**Excerpted passage:**
____

The opinion of the court was delivered by: Gary S. Austin United States Magistrate Judge
ORDER REQUIRING PLAINTIFF TO SHOW CAUSE WHY DEFENDANT VOSS SHOULD NOT BE DISMISSED (Doc. 13)
Plaintiff Thomas Cavner ("Plaintiff") is a civil detainee proceeding pro se and in forma pauperis in this civil rights action pursuant to 42 U.S.C. § 1983. This action is proceeding on Plaintiff's complaint, filed on February 2, 2007. (Doc. 1.) On May 18, 2007, the Court ordered Plaintiff to provide information to facilitate service of process on Defendants Weinstein and Voss by filling out and submitting to the Court a USM-285 form and a summons for each defendant. (Doc. 8.) Plaintiff submitted the required documents on June 8, 2007, and on July 12, 2007, the Court directed the United States Marshal to initiate service. (Docs. 9, 10.) The Marshal was unable to locate and serve Defendant Voss, and on November 26, 2007, the Marshal returned the USM-285 form to the Court. (Doc. 13.)
Pursuant to Rule 4(m), [i]f service of the summons and complaint is not made upon a defendant within 120 days after the filing of the complaint, the court, upon motion or on its own initiative after notice to the plaintiff, shall dismiss the action without prejudice as to that defendant or direct that service be effected within a specified time; provided that if the plaintiff shows good cause for the failure, the court shall extend the time for service for an appropriate period.
In cases involving a plaintiff proceeding in forma pauperis, a United States Marshal, upon order of the court, shall serve the summons and the complaint. Fed. R. Civ. P. 4(c)(2). "'[A]n incarcerated pro se plaintiff proceeding in forma pauperis is entitled to rely on the U.S. Marshal for service of the summons and complaint and ... should not be penalized by having his action dismissed for failure to effect service where the U.S. Marshal or the court clerk has failed to perform his duties.'" Walker v. Sumner, 14 F.3d 1415, 1422 (9th Cir. 1994) (quoting Puett v. Blandford, 912 F.2d 270, 275 (9th Cir. 1990)), abrogated on other grounds by Sandin v. Connor, 515 U.S. 472 (1995). "So long as the prisoner has furnished the information necessary to identify the defendant, the marshal's failure to effect service is 'automatically good cause . . . .'" Walker, 14 F.3d at 1422 (quoting Sellers v. United States, 902 F.2d 598, 603 (7th Cir.1990)). However, where a pro se plaintiff fails to provide the Marshal with accurate and sufficient information to effect service of the summons and complaint, the court's sua sponte dismissal of the unserved defendants is appropriate. Walker, 14 F.3d at 1421-22.

____

**Stored data:**
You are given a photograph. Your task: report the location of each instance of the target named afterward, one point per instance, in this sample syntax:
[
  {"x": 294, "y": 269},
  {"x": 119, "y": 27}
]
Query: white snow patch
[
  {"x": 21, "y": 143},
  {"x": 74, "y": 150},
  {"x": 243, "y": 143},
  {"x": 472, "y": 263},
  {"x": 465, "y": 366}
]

____

**Explore the material:**
a - Transcribe the part of the court order between "Pursuant to Rule" and "an appropriate period.", inclusive.
b - Translate this sentence from the court order into Spanish: "In cases involving a plaintiff proceeding in forma pauperis, a United States Marshal, upon order of the court, shall serve the summons and the complaint."
The data above are separate from the court order.

**Answers for this exercise:**
a -
Pursuant to Rule 4(m), [i]f service of the summons and complaint is not made upon a defendant within 120 days after the filing of the complaint, the court, upon motion or on its own initiative after notice to the plaintiff, shall dismiss the action without prejudice as to that defendant or direct that service be effected within a specified time; provided that if the plaintiff shows good cause for the failure, the court shall extend the time for service for an appropriate period.

b - En los casos en que un demandante litiga in forma pauperis, un alguacil federal de los Estados Unidos, por orden del tribunal, deberá entregar la citación y la demanda.